Aufgabenstellung: Benenne „cloud“ in „storm cloud“ um, beginnend mit der Zeile, die „locate the cloud.“ enthält, bis einschließlich der Zeile mit „left=0, top=0, right=340, bottom=269“. Gib nur diese Zeilen aus, sonst unverändert.

Dateneinträge:
"""
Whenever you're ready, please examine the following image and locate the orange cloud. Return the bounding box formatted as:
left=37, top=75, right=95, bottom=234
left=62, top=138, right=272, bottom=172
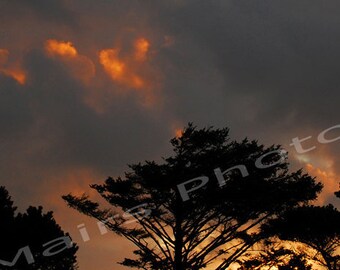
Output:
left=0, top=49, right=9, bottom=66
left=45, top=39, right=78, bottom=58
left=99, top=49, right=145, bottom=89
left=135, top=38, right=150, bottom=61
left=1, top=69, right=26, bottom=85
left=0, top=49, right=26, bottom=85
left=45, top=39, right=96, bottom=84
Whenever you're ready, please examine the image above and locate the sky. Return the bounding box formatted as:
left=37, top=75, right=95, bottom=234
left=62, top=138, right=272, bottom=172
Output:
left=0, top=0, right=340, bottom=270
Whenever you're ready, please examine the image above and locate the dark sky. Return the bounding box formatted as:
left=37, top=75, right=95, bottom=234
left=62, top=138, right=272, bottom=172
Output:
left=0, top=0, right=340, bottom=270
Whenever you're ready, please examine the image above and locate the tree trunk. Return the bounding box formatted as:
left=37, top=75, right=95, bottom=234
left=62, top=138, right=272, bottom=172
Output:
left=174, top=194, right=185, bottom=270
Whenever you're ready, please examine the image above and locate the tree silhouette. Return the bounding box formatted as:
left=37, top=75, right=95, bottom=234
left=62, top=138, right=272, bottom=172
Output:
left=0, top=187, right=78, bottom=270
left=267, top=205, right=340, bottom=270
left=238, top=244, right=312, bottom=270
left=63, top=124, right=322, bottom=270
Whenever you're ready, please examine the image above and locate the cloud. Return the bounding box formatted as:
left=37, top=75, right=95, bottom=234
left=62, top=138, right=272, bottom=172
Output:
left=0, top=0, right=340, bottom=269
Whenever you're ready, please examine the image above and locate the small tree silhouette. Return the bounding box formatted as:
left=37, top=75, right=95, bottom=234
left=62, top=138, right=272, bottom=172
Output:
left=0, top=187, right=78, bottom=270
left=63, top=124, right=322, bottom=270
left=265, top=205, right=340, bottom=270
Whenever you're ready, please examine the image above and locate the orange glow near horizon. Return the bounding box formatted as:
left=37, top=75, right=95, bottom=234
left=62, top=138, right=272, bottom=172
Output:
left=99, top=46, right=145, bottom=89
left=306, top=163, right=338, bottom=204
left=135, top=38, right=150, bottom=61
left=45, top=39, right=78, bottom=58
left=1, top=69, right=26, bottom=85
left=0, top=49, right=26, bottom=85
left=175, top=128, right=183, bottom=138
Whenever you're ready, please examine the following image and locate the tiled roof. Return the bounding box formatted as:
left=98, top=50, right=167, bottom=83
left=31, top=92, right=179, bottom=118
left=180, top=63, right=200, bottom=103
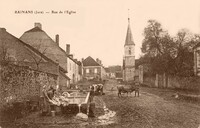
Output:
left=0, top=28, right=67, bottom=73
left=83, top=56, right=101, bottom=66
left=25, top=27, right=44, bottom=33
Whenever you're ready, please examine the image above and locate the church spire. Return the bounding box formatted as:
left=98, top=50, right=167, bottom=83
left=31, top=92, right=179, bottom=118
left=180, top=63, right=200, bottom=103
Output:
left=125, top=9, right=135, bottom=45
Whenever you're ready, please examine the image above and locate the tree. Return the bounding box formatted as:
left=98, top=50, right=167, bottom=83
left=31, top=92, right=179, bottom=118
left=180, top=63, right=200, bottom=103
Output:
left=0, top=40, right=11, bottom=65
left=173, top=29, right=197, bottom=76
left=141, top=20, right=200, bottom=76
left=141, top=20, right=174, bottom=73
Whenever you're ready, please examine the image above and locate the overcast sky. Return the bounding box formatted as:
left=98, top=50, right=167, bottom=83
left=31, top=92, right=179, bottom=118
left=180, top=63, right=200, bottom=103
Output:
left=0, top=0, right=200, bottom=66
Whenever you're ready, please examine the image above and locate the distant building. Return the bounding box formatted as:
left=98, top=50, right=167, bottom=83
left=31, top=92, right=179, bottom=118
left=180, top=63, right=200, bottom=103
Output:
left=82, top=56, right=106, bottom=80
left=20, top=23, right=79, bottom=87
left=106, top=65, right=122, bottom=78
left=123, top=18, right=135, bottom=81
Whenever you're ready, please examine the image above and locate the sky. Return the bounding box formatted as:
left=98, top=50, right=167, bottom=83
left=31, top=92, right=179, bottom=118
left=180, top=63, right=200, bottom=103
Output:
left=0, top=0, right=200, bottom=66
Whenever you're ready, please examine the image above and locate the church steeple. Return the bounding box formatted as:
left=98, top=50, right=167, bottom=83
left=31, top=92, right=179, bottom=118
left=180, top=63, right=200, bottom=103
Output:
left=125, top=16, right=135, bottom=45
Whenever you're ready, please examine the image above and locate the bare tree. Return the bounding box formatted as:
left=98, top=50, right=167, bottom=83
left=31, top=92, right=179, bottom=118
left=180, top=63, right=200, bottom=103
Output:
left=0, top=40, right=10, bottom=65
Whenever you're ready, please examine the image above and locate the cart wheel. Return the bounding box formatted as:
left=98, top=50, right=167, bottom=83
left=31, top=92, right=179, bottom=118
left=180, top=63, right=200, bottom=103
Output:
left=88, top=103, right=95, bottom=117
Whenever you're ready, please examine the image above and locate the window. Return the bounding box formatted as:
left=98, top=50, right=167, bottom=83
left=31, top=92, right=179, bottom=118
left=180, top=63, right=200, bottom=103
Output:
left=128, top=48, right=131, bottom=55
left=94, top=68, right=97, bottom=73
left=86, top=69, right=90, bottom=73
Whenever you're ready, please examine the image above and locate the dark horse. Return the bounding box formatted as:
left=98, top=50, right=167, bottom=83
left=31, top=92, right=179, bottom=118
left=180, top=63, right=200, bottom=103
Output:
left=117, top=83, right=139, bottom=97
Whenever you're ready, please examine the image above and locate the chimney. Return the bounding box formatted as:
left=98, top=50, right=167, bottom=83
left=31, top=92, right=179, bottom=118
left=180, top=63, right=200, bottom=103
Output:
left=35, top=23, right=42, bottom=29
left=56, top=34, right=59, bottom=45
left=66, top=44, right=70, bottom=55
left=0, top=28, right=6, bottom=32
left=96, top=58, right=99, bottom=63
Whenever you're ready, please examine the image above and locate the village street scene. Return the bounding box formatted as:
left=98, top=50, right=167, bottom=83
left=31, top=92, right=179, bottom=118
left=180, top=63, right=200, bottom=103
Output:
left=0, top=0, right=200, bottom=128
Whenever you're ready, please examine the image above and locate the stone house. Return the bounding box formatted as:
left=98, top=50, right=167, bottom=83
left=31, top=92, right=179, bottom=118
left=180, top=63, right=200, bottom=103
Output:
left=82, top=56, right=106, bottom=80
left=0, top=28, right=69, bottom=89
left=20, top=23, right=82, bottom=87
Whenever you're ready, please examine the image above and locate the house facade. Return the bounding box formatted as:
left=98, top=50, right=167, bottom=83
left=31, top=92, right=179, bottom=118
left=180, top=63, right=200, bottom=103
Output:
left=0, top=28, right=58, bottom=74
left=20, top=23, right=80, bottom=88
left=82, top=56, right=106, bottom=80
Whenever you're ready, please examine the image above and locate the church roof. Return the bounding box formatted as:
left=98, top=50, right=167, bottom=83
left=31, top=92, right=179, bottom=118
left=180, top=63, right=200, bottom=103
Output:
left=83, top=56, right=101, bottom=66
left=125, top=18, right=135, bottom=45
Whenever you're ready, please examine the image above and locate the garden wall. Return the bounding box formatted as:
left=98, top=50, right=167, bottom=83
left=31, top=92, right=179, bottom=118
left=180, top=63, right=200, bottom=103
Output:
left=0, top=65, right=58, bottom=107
"""
Lösung:
Whenever you're ready, please examine the image above and locate the storm cloud. Return the bounding box formatted as:
left=37, top=75, right=95, bottom=234
left=62, top=138, right=272, bottom=172
Output:
left=0, top=0, right=340, bottom=269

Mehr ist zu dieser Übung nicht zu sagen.